• YOUR INSTRUCTIONS
Return the data. Every word must match.
*** SOURCE MATERIAL ***
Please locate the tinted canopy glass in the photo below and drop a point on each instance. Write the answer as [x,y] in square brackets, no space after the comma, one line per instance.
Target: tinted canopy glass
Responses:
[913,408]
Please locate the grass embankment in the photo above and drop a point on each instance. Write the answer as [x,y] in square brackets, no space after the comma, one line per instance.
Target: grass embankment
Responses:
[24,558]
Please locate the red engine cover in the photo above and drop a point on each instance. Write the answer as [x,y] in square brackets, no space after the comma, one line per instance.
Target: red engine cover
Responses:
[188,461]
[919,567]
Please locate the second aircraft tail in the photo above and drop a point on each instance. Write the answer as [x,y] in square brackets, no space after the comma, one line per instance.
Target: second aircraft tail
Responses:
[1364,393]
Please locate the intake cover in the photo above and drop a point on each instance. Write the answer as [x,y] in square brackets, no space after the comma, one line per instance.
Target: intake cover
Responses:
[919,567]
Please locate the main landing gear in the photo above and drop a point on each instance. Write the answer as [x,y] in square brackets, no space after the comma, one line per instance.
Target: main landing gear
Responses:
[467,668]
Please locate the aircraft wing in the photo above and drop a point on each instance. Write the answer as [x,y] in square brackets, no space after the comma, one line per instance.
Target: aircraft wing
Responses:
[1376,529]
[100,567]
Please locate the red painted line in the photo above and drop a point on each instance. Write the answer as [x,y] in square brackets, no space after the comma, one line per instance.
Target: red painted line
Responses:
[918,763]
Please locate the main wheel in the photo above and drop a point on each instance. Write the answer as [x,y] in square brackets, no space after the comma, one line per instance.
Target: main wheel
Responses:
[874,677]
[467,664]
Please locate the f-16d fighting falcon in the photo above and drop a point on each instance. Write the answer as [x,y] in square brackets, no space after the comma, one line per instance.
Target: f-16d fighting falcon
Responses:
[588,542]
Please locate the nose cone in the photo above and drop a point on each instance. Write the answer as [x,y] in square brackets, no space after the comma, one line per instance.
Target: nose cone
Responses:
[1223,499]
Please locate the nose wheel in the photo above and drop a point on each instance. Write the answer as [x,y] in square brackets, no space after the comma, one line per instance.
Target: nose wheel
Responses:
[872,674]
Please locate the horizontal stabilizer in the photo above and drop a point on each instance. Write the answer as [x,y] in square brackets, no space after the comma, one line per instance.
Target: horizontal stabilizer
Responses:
*** End of SOURCE MATERIAL ***
• SOLUTION TO THIS EXERCISE
Please locate the tinted canopy glass in the photo below and drop a point on each instance. Write the answer as [x,y] in square brackets, no space after the comma, one line per instance.
Target: tinted canopy glass
Responses:
[913,408]
Please locate the grass embankment in the photo above and drop a point on each instance. Write the answer as [x,y] in square brackets, no space after the comma, one line per instance.
Target: grass embankment
Responses:
[24,558]
Please locate the red engine cover in the photo above and drop a point on each instance. Write the answer as [x,y] in square brackets, no space after the comma, one line per instance.
Target: red engine cover
Responses:
[188,461]
[919,567]
Please locate the second aircraft tail in the photo above and drop a point on each instance. Write the answer as [x,y] in square brackets, no space after the comma, one line per instance.
Target: second aircraft tail
Responses:
[1364,393]
Please locate the intake cover in the photo above and drop a point on each instance. Write the answer as [x,y] in square brackets, no space after the comma, one line per instance.
Target: intake cover
Responses:
[919,567]
Please locate the main landing gear in the photo above and drop a point on each instance. Write the answer as [x,y] in square brackets, no space after the comma, one line per instance.
Target: main landing gear
Responses:
[467,668]
Please locate the aircraft wing in the photo above and drop a point on each instance. Write the answer as [x,y] in square brackets, no space after the comma, one line per instance.
Target: aircraft wing
Responses:
[1376,529]
[100,567]
Please locate the red painted line in the photo above and drop a point on each instance. Write the answer as [x,y] in square brackets, no space after the comma, one line per instance.
Target: red painted line
Responses:
[918,763]
Please locate the main wheel in the photo above and drop a point on each instance. Write the answer as [x,y] in square brackets, no space after the comma, one line per instance.
Target: main wheel
Responses:
[874,677]
[467,664]
Please locate the f-16d fighting falcon in the photo above and drop a point on each instance. Write the answer as [x,y] in square brackets, no space after the comma, one line per instance.
Target: f-16d fighting falcon
Responses:
[588,542]
Please locate the nose cone in the photo above and drop a point on each instance. Write the answer as [x,y] in square brackets, no space after the comma, one line per instance.
Target: nose cone
Responses:
[1223,499]
Please locate the nose wheel in the photo above and drop a point on each instance. Write the answer as [x,y] in square brackets, no space after the comma, one line per instance.
Target: nose wheel
Responses:
[872,674]
Please locate the horizontal stabilizer in the photo above and drop a point on each instance. Write the answer as [x,y] in square brackets, no space after the comma, one line per instance.
Target: horizontal stabilizer
Responses:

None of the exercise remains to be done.